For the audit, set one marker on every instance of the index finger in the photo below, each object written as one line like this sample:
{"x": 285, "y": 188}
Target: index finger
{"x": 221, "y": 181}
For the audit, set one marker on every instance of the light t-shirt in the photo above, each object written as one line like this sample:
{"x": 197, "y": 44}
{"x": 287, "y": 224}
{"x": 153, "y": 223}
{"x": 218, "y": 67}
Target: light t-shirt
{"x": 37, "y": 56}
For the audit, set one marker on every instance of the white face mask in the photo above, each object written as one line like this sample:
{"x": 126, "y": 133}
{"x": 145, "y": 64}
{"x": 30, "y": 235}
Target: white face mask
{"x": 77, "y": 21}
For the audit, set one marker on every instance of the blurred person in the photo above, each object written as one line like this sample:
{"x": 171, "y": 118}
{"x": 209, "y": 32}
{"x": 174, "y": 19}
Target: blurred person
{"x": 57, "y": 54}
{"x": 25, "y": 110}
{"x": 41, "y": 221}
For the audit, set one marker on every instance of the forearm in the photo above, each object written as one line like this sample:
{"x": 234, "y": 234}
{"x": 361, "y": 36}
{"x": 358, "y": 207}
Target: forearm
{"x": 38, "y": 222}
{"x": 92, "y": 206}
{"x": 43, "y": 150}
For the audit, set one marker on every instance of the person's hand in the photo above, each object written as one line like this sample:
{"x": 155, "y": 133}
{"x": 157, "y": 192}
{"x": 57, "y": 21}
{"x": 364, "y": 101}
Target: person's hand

○ ○ ○

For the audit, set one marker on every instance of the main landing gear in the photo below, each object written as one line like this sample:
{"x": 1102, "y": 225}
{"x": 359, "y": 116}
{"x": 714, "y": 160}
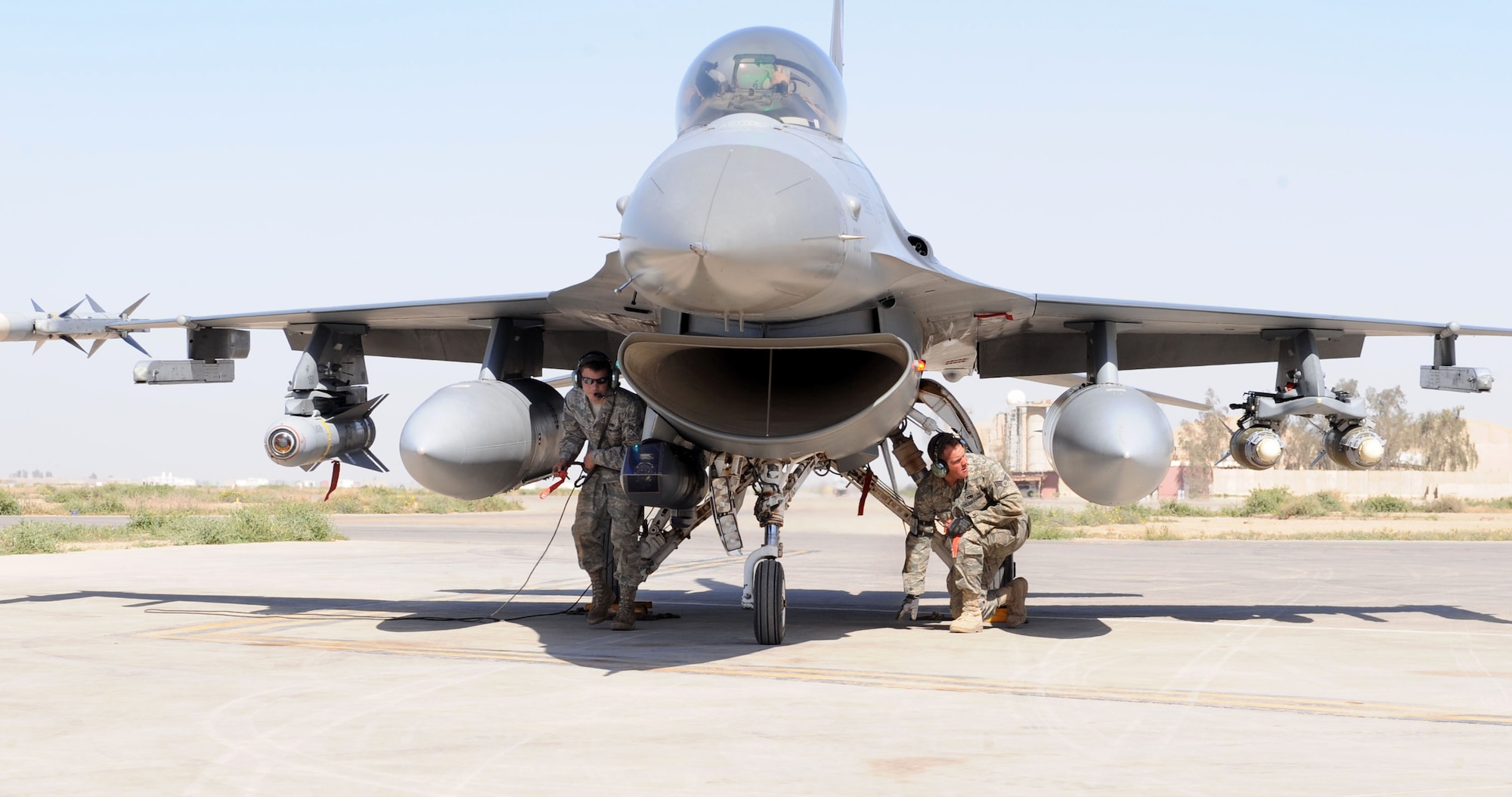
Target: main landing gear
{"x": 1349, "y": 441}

○ ○ ○

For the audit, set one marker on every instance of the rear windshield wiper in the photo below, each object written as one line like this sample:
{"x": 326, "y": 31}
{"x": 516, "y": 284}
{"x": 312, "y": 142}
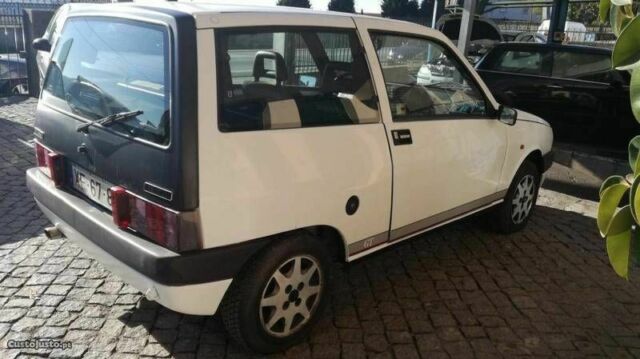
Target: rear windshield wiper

○ ○ ○

Ejercicio propuesto:
Edita el tramo del listado que empieza en la línea que contiene "of the blurred" y termina en la línea que contiene "Target: person's hand", cambiando "marker" por "pin" sin alterar nada más. Entrega únicamente esas líneas.

Respuesta completa:
For the audit, set one pin on every instance of the blurred person in the photo above, each object written as one line like this sample:
{"x": 171, "y": 118}
{"x": 209, "y": 32}
{"x": 174, "y": 19}
Target: blurred person
{"x": 57, "y": 54}
{"x": 25, "y": 110}
{"x": 41, "y": 221}
For the audit, set one pin on every instance of the forearm in the photo above, each object written as one line like this sample:
{"x": 234, "y": 234}
{"x": 361, "y": 36}
{"x": 358, "y": 207}
Target: forearm
{"x": 38, "y": 222}
{"x": 92, "y": 206}
{"x": 43, "y": 150}
For the audit, set one pin on every instance of the person's hand in the photo above, each object written as one line like this sample:
{"x": 155, "y": 133}
{"x": 157, "y": 192}
{"x": 57, "y": 21}
{"x": 364, "y": 101}
Target: person's hand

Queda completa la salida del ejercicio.